> Task goal: Lines holding the word "document" are the ones to copy from the data below.

> Data for this exercise:
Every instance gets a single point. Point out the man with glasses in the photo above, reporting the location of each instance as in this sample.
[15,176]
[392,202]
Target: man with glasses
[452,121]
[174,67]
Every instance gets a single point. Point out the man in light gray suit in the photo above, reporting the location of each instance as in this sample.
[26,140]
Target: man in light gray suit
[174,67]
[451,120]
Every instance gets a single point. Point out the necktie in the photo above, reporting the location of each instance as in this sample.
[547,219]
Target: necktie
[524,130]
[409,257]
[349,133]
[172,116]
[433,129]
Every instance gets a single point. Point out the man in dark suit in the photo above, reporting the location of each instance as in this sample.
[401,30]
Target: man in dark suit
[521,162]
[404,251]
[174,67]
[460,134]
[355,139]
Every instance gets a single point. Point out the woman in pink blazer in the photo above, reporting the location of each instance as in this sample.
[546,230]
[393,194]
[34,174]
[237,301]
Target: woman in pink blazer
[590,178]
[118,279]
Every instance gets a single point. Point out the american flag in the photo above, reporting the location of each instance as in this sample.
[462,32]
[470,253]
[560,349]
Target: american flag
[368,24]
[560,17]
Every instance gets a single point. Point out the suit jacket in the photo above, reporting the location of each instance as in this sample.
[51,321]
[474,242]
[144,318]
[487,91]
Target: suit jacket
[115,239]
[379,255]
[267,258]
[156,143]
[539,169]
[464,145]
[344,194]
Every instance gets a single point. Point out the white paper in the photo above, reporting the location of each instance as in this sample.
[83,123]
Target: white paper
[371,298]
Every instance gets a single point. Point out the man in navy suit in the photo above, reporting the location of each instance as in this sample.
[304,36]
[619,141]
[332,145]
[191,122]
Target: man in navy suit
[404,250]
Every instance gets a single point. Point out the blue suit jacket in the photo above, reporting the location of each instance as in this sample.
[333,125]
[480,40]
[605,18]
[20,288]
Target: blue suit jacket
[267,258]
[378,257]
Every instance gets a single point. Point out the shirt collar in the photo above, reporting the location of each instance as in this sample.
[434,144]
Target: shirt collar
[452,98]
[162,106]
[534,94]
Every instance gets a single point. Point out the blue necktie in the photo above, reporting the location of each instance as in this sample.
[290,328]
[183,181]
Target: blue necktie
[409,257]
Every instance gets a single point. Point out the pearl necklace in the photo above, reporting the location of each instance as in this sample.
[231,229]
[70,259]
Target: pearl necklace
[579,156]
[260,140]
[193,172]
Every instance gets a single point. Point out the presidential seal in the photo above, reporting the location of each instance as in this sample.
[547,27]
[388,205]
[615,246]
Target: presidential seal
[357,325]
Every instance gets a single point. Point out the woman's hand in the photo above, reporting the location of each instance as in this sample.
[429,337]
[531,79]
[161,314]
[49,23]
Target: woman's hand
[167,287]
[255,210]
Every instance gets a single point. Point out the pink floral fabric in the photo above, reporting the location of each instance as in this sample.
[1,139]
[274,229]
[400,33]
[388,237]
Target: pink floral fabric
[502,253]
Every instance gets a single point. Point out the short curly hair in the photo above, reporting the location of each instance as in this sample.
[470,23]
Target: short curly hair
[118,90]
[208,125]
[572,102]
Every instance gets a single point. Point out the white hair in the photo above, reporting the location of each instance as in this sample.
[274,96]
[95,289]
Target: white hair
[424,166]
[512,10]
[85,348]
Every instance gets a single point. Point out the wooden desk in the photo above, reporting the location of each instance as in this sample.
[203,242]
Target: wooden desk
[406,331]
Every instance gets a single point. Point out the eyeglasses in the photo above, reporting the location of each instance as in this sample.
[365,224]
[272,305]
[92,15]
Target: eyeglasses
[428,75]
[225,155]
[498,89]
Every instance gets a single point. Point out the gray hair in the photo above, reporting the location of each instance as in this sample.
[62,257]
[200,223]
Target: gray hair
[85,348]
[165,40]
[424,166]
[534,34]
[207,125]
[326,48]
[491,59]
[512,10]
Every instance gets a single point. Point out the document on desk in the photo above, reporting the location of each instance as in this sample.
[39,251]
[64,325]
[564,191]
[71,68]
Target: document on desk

> Response to this exercise:
Every instance gets a single point. Point out the document on desk in the photo above, reporting the location of each instance as in this sample.
Target: document on desk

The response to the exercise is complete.